■ Supplied text

From mboxrd@z Thu Jan  1 00:00:00 1970
From: benh@kernel.crashing.org (Benjamin Herrenschmidt)
Date: Tue, 18 Apr 2017 07:11:37 +1000
Subject: [RFC 0/8] Copy Offload with Peer-to-Peer PCI Memory
In-Reply-To: <ac643c73-43e9-1658-ffcb-d5628f80cbc1@deltatee.com>
References: <CAPcyv4it56J8Voo6kV0bBcO3nHsOHYLENpAtONJZTGceDDwNPg@mail.gmail.com>
 <6e732d6a-9baf-1768-3e9c-f6c887a836b2@deltatee.com>
 <1492381958.25766.50.camel@kernel.crashing.org>
 <6149ab5e-c981-6881-8c5a-22349561c3e8@deltatee.com>
 <1492413640.25766.52.camel@kernel.crashing.org>
 <ac643c73-43e9-1658-ffcb-d5628f80cbc1@deltatee.com>
Message-ID: <1492463497.25766.55.camel@kernel.crashing.org>

On Mon, 2017-04-17@10:52 -0600, Logan Gunthorpe wrote:
> 
> On 17/04/17 01:20 AM, Benjamin Herrenschmidt wrote:
> > But is it ? For example take a GPU, does it, in your scheme, need an
> > additional "p2pmem" child ? Why can't the GPU driver just use some
> > helper to instantiate the necessary struct pages ? What does having an
> > actual "struct device" child buys you ?

■ Requirement 1
Convert the rows, starting at the line that contains "Place a pin on every instance of the wood" and ending at the last line of the rows, into a JSON list of strings, one string per line, with blank lines left out.

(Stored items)
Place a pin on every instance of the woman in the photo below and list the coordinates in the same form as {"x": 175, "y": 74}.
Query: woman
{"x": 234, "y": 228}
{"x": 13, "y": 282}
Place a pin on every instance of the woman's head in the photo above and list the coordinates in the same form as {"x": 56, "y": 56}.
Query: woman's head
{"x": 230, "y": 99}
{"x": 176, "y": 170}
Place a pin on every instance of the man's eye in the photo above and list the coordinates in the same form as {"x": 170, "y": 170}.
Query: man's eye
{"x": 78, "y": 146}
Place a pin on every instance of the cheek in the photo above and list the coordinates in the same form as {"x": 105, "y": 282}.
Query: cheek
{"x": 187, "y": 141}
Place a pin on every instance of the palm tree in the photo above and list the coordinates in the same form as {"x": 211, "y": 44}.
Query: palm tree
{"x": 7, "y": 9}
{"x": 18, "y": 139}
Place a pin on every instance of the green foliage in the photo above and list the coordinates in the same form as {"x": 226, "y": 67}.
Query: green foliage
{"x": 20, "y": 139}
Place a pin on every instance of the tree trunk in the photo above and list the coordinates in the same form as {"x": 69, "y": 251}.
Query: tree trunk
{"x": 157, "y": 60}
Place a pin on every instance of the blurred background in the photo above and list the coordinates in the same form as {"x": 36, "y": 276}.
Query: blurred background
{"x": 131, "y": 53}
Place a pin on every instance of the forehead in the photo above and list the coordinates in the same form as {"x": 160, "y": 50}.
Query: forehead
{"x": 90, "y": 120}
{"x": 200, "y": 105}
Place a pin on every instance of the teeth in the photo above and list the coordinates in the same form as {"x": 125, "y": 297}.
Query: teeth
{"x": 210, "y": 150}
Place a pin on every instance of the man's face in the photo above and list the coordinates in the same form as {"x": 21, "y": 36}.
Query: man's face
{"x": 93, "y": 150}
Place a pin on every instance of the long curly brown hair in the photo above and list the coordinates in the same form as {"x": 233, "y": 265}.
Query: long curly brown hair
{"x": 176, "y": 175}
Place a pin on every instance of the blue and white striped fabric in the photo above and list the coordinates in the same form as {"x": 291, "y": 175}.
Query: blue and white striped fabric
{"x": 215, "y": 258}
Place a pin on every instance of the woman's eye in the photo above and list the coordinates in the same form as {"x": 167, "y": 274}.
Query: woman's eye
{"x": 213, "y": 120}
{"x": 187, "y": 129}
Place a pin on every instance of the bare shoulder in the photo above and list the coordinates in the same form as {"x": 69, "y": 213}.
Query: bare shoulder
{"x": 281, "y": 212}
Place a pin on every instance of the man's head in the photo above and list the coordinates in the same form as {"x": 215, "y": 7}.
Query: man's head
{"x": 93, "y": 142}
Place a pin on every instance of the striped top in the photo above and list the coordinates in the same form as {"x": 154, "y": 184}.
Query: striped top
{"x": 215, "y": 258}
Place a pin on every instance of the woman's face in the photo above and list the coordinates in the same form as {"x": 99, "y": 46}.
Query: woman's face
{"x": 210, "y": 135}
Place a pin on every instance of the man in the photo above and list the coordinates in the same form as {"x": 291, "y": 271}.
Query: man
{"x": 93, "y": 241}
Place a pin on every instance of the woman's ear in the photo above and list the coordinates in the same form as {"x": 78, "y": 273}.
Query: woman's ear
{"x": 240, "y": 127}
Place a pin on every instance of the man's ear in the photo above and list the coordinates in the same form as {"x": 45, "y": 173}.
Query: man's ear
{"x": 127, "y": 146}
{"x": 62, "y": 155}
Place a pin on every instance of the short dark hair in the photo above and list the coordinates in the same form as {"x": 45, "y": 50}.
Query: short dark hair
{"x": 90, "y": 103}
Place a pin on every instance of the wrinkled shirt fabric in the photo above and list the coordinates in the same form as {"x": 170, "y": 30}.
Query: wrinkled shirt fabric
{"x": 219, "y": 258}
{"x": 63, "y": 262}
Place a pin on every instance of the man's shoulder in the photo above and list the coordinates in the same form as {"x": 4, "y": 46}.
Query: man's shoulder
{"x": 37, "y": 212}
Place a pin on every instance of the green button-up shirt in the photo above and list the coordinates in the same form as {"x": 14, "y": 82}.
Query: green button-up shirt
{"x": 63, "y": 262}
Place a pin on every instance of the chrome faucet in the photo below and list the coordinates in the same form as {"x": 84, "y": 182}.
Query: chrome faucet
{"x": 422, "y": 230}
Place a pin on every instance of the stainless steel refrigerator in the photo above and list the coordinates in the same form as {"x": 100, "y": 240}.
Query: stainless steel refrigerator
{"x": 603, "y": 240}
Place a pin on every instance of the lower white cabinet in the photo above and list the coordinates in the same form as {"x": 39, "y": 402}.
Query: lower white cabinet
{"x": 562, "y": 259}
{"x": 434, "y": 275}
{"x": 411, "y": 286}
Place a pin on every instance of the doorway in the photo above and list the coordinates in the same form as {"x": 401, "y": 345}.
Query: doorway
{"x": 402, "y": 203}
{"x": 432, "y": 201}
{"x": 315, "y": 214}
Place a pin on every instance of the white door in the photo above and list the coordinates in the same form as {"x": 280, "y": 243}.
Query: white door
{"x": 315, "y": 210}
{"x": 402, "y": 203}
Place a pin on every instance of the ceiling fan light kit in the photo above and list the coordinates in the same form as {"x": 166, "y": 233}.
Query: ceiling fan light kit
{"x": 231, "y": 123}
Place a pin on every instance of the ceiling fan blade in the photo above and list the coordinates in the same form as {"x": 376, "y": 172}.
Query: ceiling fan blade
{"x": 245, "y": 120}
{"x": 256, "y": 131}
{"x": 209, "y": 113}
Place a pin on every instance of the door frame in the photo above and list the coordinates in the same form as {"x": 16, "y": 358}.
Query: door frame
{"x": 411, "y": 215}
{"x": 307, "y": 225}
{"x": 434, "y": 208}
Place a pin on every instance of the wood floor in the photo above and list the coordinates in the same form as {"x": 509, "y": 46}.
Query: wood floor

■ Requirement 2
Continue the email on peer-to-peer PCI memory from the point where it stops.

■ Final result 1
[
  "Place a pin on every instance of the wood floor in the photo above and list the coordinates in the same form as {\"x\": 509, \"y\": 46}.",
  "Query: wood floor"
]

■ Final result 2
> 
> Yes, in this scheme, it needs an additional p2pmem child. Why is that an
> issue? It certainly makes it a lot easier for the user to understand the
> p2pmem memory in the system (through the sysfs tree) and reason about
> the topology and when to use it. This is important.

Is it ? Again, you create a "concept" the user may have no idea about,
"p2pmem memory". So now any kind of memory buffer on a device can could
be use for p2p but also potentially a bunch of other things becomes
special and called "p2pmem" ...

> > > 2) In order to create the struct pages we use the ZONE_DEVICE
> > > infrastructure which requires a struct device. (See
> > > devm_memremap_pages.)
> > 
> > Yup, but you already have one in the actual pci_dev ... What is the
> > benefit of adding a second one ?
> 
> But that would tie all of this very tightly to be pci only and may get
> hard to differentiate if more users of ZONE_DEVICE crop up who happen to
> be using a pci device.

But what do you have in p2pmem that somebody benefits from. Again I
don't understand what that "p2pmem" device buys you in term of
functionality vs. having the device just instanciate the pages.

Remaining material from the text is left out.